Excerpt provided:
↓↓↓

# Idea on how to add wood chips easier to a Masterbuilt smoker



## wklkjn (Sep 28, 2016)

I've got a propane Masterbuilt vertical smoker (my first smoker).

I've done a lot of the mods that were recommended... cast iron fry pan for wood chips, using an aluminum disposable tray for water, checking internal smoker temp with an independent thermometer. 

All good ideas.

I've never gave much thought to adding gasket material to the doors, or making the smoke vents larger - I don't think either one is a problem for me.

But, one thing that's pretty stupid, but a real pain - is adding wood chips to the smoker.

First I tried 'throwing' a hand full into the fire pan - most landed on the ground, bouncing off the edge of the pan or the grate on to.

Then I tried a spatula.  Eh, not so good.

Well, this is a pretty obvious solution, but as I used it again yesterday when I was smoking pork chops, I thought I'd share the idea that I invented.  I say I invented it because I haven't read it anywhere else.  :)

First, I've found that if you buy aluminum pans at grocery stores, you're paying way more than you have to.  I've found 3 sizes of aluminum pans in stock all the time at Home Depot for a fraction of the price.  One of the sizes at Home Depot is the perfect fit replacement for the steel water pan that comes with the Masterbuilt smoker.

So, for my idea.  There's a small size aluminum pan that's sold 10 to a pack (I think).

What I did was use a pair of scissors, I cut two of the corners from top to bottom, then folded the short side of the pan down flat.

In essence, this makes a 'chute' - you can fill the pan with wood chips, and slide them right into the fire pan without any of them spilling on the ground or into the fire burner area.  I've used the same one now for 4 different smokes and it's still working fine.  The wood chips slide right out of it - although I do use dry chips.  If they are soaked in water, maybe it won't work as well but I've stopped soaking the wood chips.  I never saw the value of doing that.

Here's some pics.

↑↑↑

Records shown:
↓↓↓

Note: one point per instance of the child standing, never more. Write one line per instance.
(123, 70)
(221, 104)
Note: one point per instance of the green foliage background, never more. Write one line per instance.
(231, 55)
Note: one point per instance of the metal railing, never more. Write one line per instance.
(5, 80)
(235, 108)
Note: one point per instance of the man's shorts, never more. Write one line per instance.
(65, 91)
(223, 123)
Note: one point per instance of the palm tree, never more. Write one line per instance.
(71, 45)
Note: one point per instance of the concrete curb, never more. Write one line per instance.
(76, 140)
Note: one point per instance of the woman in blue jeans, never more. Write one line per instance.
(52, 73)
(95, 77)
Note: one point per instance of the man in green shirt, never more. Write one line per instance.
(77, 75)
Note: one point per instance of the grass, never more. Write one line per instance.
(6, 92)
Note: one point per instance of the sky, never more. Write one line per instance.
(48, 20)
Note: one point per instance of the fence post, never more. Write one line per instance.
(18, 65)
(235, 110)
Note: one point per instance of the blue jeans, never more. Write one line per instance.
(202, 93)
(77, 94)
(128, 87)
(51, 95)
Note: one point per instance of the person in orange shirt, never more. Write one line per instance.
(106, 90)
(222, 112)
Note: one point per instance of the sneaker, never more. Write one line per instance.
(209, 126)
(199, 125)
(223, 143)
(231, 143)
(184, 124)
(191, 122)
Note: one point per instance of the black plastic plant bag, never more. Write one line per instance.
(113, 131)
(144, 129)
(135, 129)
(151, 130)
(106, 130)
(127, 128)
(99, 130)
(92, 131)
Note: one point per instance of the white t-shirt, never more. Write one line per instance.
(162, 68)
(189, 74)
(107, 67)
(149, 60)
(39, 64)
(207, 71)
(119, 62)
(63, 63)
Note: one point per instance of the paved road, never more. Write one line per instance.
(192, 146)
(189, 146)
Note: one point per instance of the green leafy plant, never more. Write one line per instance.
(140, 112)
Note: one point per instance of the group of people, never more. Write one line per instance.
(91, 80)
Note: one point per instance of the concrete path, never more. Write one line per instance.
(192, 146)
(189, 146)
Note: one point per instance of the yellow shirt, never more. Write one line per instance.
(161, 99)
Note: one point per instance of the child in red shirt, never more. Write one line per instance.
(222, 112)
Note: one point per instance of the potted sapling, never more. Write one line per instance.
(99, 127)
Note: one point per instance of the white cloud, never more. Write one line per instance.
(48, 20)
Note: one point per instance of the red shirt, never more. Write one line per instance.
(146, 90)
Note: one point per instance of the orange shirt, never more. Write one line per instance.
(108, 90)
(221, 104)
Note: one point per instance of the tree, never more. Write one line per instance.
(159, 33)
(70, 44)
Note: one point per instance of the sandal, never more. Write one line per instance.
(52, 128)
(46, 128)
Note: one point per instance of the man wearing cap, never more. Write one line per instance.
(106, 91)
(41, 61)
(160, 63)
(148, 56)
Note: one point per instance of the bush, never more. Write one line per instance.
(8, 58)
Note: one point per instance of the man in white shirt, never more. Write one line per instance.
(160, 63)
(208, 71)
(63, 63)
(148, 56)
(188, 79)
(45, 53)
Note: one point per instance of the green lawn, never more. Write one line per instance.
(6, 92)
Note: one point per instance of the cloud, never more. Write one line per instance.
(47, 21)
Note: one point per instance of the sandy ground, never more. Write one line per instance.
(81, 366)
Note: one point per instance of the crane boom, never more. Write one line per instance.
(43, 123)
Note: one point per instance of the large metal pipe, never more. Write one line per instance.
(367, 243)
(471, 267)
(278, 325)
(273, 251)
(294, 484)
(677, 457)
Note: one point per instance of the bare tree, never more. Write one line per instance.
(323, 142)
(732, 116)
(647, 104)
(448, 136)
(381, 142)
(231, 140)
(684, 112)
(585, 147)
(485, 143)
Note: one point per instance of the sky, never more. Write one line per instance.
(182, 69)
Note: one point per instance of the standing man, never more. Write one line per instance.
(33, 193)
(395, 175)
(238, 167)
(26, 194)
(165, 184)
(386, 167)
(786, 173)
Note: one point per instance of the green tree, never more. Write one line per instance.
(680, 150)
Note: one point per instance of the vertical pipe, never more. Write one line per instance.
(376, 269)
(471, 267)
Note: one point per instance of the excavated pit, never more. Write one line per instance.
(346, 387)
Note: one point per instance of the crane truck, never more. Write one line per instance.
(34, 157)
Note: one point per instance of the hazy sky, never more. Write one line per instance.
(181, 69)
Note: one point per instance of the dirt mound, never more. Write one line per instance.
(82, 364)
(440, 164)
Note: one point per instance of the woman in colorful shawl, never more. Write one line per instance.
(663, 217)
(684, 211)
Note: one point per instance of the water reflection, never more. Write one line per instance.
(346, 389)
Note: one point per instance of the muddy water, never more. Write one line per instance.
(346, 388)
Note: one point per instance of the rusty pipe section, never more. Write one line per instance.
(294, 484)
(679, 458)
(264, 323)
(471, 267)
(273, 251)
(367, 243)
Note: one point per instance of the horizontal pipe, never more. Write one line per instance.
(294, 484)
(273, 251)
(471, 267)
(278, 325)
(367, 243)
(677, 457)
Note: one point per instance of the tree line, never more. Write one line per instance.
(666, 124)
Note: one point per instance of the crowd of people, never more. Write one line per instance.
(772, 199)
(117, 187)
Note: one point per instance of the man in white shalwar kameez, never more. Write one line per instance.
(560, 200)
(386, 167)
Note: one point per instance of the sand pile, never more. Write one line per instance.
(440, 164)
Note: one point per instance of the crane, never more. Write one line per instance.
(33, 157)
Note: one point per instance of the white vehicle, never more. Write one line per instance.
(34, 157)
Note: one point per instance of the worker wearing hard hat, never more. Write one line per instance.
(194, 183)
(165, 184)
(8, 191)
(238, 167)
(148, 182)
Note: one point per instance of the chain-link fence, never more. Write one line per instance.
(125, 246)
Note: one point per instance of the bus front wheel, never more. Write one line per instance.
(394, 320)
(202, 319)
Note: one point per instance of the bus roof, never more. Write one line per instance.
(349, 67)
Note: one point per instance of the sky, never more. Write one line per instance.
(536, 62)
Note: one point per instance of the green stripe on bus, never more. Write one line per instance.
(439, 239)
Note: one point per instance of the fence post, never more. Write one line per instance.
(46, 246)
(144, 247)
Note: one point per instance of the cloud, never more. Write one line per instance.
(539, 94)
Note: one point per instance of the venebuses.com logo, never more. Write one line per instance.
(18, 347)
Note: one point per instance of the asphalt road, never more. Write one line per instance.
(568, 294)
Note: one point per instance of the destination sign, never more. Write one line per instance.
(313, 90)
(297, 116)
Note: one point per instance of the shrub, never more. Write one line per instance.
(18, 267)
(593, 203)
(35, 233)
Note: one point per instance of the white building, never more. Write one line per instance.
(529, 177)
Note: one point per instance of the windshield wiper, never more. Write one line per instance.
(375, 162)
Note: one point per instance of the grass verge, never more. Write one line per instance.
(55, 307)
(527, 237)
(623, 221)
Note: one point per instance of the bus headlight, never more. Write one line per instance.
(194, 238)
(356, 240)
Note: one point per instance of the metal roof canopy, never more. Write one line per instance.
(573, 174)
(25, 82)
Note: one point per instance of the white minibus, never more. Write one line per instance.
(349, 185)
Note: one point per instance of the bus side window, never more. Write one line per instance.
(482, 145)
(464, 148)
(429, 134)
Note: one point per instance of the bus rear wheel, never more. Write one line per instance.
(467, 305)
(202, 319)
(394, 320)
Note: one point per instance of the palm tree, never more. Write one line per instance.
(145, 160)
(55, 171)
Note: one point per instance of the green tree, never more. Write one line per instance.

↑↑↑

Stated problem 1:
Using the forum post about adding wood chips to a Masterbuilt smoker, say whether each statement agrees with it: (a) the writer found aluminum pans at Home Depot cheaper than at grocery stores; (b) the writer soaks wood chips in water before using them; (c) the writer added gasket material to the smoker doors. For each, answer yes or no and quote the deciding words of the forum post.
Stated problem 2:
Gather every line of the records that contains the word "shirt", treating uppercase and lowercase as different.

Written reply 1:
(a) Yes: "I've found 3 sizes of aluminum pans in stock all the time at Home Depot for a fraction of the price."
(b) No: "I've stopped soaking the wood chips."
(c) No: "I've never gave much thought to adding gasket material to the doors"

Written reply 2:
Note: one point per instance of the man in green shirt, never more. Write one line per instance.
Note: one point per instance of the person in orange shirt, never more. Write one line per instance.
Note: one point per instance of the white t-shirt, never more. Write one line per instance.
Note: one point per instance of the yellow shirt, never more. Write one line per instance.
Note: one point per instance of the child in red shirt, never more. Write one line per instance.
Note: one point per instance of the red shirt, never more. Write one line per instance.
Note: one point per instance of the orange shirt, never more. Write one line per instance.
Note: one point per instance of the man in white shirt, never more. Write one line per instance.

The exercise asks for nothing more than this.